EXTRACT PROVIDED:
--------------------

On Upkeep

Winner of the Sheila Margaret Motton Book Prize,
selected by the New England Poetry Club Board

The poems in Sara London’s Upkeep offer a guidebook for both coping with and negotiating the difficult terrain of life after great personal loss. In the book’s opening section, the speaker explains to a Martian the ways we earthlings attempt to raise our dead—“you’ll find that with dreams // we exhume our dead without the mess /of upturned dirt”—and later finds comfort in objects that connect her to her late Mr. Fix-It father. These are elegies whose solemnity has been upended by humor and the nuanced interrogations of the daily rituals that heal us. “How do you / do it, start the experiment— / gas up, each day, anew?” she asks. Oatmeal and duct tape help, London suggests, but ultimately the heart decides: The “old tubes, they play on.” Read full press release (PDF)

Show excerpts from reviews of Upkeep.

“. . . . The earmark of this distinctive book is the tension between the simplicity of the poems’ occasions and the intricacy of their construction. A woman braiding her hair, a folding chair beside a mother’s coffin, someone cleaning a street or cooking oatmeal or driving through a storm, some fruit in a bowl, it is out of these small, unassuming, easily overlooked (by anyone but London) objects and moments that the poems in Upkeep construct their elaborate extended metaphors. . . .”

--------------------

DATA SECTION:
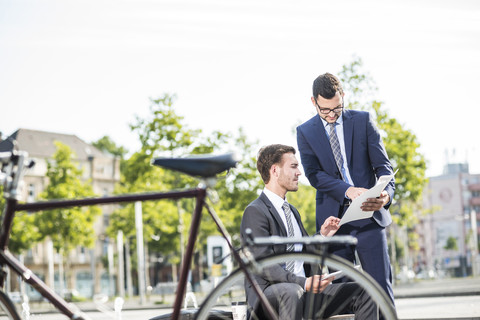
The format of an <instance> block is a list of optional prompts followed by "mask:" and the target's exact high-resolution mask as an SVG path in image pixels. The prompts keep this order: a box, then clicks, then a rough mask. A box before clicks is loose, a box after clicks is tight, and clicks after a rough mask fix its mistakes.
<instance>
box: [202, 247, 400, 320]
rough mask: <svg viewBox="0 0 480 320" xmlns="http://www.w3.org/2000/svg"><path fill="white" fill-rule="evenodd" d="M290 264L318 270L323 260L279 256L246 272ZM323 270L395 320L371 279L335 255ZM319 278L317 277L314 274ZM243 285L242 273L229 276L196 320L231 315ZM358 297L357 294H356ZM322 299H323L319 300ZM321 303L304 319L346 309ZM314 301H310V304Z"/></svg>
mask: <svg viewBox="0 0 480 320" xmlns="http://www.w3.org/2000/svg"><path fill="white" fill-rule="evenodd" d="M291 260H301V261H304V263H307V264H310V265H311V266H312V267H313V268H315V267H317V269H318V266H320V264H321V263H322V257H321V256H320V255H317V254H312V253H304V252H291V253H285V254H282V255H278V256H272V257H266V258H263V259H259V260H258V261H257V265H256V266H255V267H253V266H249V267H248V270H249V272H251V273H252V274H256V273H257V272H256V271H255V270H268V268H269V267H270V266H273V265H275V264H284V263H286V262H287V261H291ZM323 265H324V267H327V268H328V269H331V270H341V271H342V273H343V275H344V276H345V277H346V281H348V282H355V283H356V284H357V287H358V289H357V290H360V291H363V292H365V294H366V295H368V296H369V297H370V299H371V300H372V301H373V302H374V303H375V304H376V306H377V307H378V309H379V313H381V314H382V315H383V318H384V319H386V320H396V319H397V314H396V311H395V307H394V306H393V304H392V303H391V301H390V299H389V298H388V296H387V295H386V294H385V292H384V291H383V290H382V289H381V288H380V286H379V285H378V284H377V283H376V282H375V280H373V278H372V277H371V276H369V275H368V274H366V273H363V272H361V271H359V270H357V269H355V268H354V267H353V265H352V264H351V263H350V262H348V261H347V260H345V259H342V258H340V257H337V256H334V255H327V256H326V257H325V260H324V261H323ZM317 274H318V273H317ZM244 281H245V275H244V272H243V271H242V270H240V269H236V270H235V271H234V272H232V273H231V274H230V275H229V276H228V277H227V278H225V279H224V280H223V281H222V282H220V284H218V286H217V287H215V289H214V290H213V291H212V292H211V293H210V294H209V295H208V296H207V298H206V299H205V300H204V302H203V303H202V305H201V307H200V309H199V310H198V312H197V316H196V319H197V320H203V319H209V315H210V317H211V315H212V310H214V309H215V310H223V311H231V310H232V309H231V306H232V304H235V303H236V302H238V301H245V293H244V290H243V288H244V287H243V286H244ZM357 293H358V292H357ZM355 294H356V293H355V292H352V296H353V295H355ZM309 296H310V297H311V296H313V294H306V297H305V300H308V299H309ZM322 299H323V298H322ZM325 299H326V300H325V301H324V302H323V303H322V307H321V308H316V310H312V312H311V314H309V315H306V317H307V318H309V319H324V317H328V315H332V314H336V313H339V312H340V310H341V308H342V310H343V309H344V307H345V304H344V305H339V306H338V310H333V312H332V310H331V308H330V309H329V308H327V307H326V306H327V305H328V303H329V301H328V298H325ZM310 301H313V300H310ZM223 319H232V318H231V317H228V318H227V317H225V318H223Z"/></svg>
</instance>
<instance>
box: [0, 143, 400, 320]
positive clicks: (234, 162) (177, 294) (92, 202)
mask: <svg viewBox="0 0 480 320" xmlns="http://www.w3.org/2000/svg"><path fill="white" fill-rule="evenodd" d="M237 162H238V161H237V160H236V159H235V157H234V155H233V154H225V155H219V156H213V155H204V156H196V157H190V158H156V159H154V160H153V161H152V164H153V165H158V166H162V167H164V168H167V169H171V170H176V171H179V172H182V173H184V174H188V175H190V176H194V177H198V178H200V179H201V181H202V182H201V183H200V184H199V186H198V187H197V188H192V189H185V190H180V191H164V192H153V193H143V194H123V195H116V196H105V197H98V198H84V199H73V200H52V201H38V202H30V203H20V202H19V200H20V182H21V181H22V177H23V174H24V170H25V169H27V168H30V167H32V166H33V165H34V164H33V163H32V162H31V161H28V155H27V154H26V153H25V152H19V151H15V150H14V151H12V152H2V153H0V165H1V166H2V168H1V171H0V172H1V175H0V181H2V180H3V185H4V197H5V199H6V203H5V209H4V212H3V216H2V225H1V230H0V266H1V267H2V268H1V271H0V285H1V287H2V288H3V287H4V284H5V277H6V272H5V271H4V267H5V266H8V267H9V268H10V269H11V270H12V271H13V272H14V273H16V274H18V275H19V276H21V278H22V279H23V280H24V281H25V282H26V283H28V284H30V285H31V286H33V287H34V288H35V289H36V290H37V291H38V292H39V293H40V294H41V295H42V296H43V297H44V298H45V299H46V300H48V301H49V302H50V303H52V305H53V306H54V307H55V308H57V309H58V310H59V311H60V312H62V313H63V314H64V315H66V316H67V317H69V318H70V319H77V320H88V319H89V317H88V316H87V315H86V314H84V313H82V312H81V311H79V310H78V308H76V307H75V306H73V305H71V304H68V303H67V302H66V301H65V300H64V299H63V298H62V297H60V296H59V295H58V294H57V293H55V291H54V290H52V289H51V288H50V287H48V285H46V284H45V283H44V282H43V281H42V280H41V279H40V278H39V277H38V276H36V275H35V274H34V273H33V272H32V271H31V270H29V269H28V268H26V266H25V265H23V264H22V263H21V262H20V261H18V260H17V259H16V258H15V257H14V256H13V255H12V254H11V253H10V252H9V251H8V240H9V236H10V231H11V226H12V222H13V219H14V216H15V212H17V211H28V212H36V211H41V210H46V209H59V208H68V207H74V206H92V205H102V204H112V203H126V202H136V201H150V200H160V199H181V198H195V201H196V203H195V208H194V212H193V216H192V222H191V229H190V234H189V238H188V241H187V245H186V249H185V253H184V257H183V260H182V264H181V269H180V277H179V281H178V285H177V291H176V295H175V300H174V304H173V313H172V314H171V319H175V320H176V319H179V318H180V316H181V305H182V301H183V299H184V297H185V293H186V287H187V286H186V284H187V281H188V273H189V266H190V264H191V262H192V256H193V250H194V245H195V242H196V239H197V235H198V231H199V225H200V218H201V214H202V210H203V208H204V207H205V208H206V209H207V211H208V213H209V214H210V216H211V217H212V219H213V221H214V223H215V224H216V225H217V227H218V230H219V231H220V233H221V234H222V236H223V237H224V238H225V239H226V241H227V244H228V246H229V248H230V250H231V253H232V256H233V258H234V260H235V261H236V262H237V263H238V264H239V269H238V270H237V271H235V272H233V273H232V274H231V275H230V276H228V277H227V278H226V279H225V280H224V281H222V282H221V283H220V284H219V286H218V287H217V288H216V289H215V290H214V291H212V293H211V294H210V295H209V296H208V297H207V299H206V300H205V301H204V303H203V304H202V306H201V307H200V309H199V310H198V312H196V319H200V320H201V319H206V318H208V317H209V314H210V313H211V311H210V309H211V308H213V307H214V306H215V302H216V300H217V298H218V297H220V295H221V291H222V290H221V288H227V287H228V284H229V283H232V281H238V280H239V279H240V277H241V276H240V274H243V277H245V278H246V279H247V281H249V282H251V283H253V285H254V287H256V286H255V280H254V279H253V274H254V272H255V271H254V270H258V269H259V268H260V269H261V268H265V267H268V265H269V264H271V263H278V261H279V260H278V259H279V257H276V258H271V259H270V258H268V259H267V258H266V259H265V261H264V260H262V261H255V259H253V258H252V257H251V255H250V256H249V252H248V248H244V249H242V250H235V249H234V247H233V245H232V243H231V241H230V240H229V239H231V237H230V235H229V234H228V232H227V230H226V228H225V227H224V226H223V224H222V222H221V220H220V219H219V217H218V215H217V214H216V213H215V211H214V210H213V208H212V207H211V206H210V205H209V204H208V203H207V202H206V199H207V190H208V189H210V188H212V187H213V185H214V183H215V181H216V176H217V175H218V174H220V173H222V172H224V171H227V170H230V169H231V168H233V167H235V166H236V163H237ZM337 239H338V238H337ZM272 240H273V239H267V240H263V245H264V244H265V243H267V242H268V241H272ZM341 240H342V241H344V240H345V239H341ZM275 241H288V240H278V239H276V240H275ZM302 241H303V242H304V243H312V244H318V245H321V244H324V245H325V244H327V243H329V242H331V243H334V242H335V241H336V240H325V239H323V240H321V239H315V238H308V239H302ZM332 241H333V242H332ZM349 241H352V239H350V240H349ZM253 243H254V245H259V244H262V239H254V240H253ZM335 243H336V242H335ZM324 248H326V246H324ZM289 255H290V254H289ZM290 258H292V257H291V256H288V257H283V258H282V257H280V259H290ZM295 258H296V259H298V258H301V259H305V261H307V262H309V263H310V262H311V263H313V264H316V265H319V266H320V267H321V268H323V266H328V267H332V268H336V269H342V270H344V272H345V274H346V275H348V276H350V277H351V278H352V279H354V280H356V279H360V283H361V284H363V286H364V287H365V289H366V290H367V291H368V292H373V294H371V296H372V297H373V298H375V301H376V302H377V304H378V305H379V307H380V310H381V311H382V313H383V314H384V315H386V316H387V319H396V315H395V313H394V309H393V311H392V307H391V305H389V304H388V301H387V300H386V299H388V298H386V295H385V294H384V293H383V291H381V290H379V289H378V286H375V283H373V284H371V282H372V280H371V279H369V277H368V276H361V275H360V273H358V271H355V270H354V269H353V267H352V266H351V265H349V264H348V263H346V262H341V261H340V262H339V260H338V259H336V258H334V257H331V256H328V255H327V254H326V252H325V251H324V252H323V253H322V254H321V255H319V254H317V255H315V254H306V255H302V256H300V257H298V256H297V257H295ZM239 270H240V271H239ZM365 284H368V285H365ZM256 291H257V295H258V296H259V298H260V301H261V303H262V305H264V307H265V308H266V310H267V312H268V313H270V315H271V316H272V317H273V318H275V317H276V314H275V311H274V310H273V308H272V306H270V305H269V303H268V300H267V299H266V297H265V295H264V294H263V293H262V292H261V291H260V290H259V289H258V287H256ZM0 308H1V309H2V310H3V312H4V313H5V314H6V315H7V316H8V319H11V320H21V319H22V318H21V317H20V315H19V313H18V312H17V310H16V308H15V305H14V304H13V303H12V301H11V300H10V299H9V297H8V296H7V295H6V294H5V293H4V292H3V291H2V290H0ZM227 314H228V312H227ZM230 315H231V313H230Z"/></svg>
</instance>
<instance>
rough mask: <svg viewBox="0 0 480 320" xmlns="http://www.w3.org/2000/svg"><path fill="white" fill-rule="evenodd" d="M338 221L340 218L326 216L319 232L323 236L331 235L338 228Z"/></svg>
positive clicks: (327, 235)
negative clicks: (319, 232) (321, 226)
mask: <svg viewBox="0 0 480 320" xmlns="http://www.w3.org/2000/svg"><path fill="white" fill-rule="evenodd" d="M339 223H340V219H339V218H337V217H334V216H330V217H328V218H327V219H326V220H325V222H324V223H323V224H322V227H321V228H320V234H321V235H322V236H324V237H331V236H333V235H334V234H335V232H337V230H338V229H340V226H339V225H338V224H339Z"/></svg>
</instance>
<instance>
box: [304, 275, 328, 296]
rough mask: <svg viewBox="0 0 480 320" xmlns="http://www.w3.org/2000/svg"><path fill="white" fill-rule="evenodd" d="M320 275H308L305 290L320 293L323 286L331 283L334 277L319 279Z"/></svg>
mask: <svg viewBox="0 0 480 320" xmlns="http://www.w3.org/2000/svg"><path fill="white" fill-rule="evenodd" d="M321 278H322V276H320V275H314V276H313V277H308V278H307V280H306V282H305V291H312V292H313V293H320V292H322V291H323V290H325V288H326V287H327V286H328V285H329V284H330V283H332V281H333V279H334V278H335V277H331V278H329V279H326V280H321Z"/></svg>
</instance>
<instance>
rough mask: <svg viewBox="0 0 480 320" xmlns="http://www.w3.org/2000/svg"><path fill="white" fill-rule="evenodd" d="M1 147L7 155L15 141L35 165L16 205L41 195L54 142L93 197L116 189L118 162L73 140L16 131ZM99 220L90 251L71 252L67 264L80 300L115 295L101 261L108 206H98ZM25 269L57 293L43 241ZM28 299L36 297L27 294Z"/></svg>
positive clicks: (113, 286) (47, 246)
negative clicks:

--------------------

PROBLEMS TO WORK ON:
a – Sum up the page about Upkeep in two sentences.
b – Reproduce the records from their start through the line containing "264L318 270L323 260L279", swapping "prompts" for "cues" and keeping all else unchanged. Leave the pictures out.

ANSWERS FOR EACH ITEM:
a – Sara London's poetry collection Upkeep won the Sheila Margaret Motton Book Prize, selected by the New England Poetry Club Board, and its poems offer a guidebook for coping with and negotiating life after great personal loss. These elegies mix solemnity with humor and close questioning of the daily rituals that heal us, and a review excerpt notes that the poems build elaborate extended metaphors out of small, easily overlooked objects and moments.

b –
The format of an <instance> block is a list of optional cues followed by "mask:" and the target's exact high-resolution mask as an SVG path in image pixels. The cues keep this order: a box, then clicks, then a rough mask. A box before clicks is loose, a box after clicks is tight, and clicks after a rough mask fix its mistakes.
<instance>
box: [202, 247, 400, 320]
rough mask: <svg viewBox="0 0 480 320" xmlns="http://www.w3.org/2000/svg"><path fill="white" fill-rule="evenodd" d="M290 264L318 270L323 260L279 256L246 272ZM323 270L395 320L371 279L335 255ZM319 278L317 277L314 274ZM243 285L242 273L229 276L196 320L231 315ZM358 297L357 294H356ZM322 299H323L319 300ZM321 303L304 319L346 309ZM314 301H310V304Z"/></svg>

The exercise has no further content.